Textauszug.
——

# Avast Free Hohe CPU Auslastung



## BartholomO (11. Februar 2015)

Hey Leute, habe ein Problem und zwar, habe ich es jetzt schon die letzten paar Tage 3 mal gehabt, dass bei meinem PC auf einmal das Internet extrem langsam war bis hin zu dass die Seiten gar nicht mehr geladen haben, auch Programme haben richtig lange gebraucht zum Laden und der ganze PC hat einfach gehangen. Nun ist mir aufgefallen dass Avast in der Zeit über 90% Auslastung hat, selbst nach einem Neustart hat Avast dann wieder direkt über 90%, aber nach ca. 10 Minuten geht dass ganze wieder runter auf fast 0%. Habe beim letzten mal den Web Schutz deaktiviert während dessen, das hat aber keine Änderung gebracht.

Würde mich über Antworten freuen. 

MfG

BartholomO


----------



## pronde (11. Februar 2015)

Sieht danach aus als würde avast anfangen deine Festplatte zu Scannen (also nach Viren) hast du evtl. eingestellt dass er regelmäßig scannen soll?

——

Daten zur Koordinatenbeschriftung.
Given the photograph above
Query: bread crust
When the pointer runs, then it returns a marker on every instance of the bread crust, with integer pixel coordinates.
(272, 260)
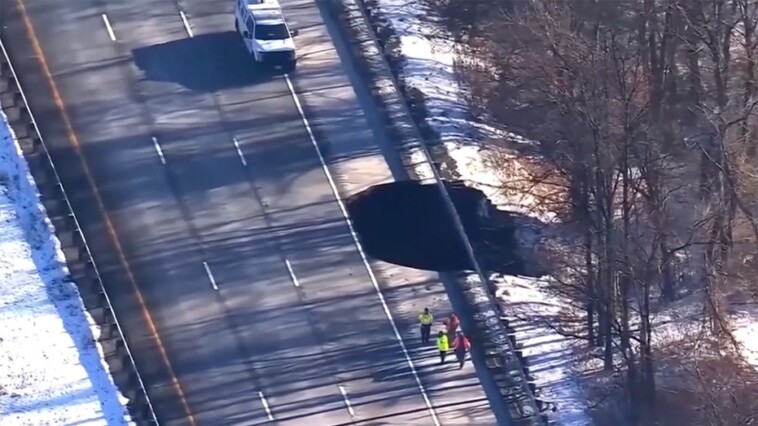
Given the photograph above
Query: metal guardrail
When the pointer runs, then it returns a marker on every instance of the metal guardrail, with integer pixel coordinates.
(78, 230)
(450, 206)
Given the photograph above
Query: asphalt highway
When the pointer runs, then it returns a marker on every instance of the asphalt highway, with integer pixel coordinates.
(215, 221)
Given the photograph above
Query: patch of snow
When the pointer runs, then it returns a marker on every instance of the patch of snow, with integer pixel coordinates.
(746, 332)
(52, 371)
(429, 66)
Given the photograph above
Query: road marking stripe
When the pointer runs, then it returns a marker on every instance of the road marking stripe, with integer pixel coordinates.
(108, 27)
(74, 139)
(292, 273)
(358, 245)
(210, 275)
(265, 406)
(347, 401)
(239, 151)
(186, 23)
(160, 151)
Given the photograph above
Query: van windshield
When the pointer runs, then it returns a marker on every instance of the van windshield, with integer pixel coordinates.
(271, 32)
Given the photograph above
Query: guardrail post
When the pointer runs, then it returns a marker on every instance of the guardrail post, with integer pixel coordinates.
(82, 269)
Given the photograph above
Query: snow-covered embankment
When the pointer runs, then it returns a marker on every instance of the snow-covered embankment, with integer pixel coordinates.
(52, 370)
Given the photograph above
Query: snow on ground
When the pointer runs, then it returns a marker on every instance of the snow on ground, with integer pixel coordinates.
(429, 67)
(51, 369)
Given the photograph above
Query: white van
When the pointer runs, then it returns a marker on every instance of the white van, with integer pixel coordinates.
(266, 35)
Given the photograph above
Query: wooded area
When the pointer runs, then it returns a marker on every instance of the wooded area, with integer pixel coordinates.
(645, 113)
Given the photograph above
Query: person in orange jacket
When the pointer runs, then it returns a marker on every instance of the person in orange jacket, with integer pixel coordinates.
(452, 323)
(461, 345)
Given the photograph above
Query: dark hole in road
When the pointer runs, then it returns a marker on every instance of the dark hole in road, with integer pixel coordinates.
(407, 223)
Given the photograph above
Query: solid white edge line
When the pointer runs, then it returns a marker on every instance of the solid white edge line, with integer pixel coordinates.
(186, 23)
(210, 275)
(108, 27)
(265, 406)
(347, 401)
(239, 151)
(159, 150)
(292, 273)
(358, 245)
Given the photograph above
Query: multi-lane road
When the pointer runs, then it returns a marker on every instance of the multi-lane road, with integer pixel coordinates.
(211, 196)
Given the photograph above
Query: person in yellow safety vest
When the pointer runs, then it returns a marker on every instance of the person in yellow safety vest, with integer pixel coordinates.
(443, 345)
(425, 319)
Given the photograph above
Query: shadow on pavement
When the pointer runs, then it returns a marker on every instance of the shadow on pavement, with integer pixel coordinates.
(190, 62)
(407, 223)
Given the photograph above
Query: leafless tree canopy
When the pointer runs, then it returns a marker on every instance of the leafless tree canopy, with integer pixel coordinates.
(646, 110)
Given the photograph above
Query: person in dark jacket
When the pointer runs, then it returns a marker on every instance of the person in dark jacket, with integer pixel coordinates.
(461, 346)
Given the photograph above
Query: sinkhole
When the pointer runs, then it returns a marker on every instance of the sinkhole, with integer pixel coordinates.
(407, 223)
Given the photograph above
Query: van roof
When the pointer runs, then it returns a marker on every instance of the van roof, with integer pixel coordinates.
(265, 10)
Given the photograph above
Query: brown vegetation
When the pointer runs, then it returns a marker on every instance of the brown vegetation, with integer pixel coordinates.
(645, 112)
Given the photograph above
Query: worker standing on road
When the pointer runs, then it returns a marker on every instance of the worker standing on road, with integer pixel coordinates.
(425, 319)
(461, 346)
(442, 345)
(452, 324)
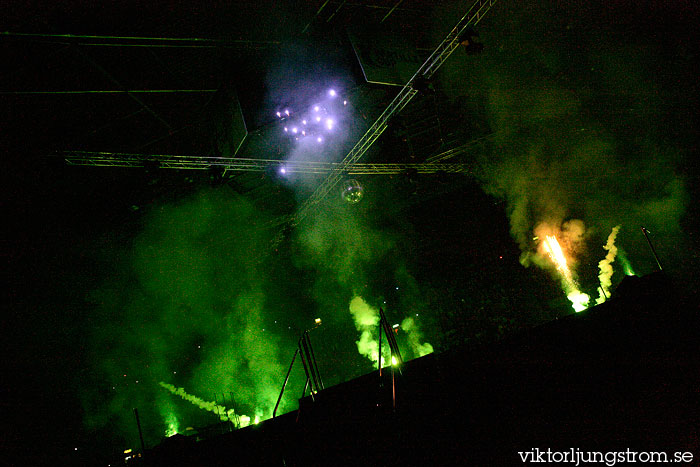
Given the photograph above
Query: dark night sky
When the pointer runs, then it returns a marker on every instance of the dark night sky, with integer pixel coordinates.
(595, 110)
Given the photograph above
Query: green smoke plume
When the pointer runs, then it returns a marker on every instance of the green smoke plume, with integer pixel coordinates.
(415, 336)
(186, 303)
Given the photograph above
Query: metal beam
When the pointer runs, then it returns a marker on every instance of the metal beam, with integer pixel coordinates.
(112, 159)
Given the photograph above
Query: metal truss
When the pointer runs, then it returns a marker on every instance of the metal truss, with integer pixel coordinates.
(425, 71)
(111, 159)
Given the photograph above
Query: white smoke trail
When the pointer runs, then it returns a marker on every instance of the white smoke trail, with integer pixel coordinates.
(222, 412)
(605, 265)
(415, 336)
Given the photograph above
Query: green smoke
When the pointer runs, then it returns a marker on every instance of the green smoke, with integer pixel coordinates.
(186, 302)
(415, 336)
(626, 265)
(221, 411)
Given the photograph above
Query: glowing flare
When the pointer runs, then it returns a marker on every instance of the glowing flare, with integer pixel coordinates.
(556, 254)
(579, 300)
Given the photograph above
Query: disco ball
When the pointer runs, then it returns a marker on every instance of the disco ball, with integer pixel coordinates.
(352, 191)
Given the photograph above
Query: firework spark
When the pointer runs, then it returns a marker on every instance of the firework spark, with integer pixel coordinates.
(579, 300)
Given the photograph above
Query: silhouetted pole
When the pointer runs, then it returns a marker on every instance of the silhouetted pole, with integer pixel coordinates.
(656, 257)
(138, 424)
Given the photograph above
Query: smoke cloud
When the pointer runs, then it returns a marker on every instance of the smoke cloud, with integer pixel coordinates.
(188, 300)
(366, 320)
(415, 336)
(580, 129)
(222, 412)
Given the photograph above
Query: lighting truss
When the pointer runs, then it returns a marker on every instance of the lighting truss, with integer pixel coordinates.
(112, 159)
(425, 71)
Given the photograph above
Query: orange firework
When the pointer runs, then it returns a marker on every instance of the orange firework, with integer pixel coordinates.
(556, 254)
(579, 300)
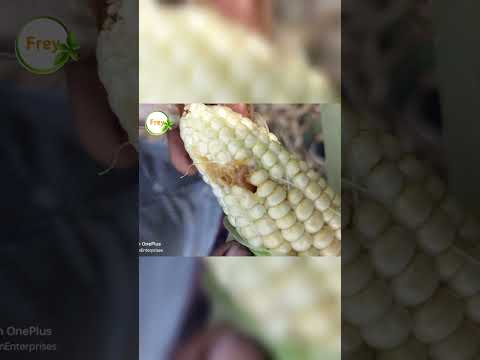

——

Gib den Abschnitt des Threads zur Avast-Auslastung zwischen „Würde mich über“ und „regelmäßig scannen soll?“, beide eingeschlossen, wortgetreu wieder.

Lösung.
Würde mich über Antworten freuen. 

MfG

BartholomO


----------



## pronde (11. Februar 2015)

Sieht danach aus als würde avast anfangen deine Festplatte zu Scannen (also nach Viren) hast du evtl. eingestellt dass er regelmäßig scannen soll?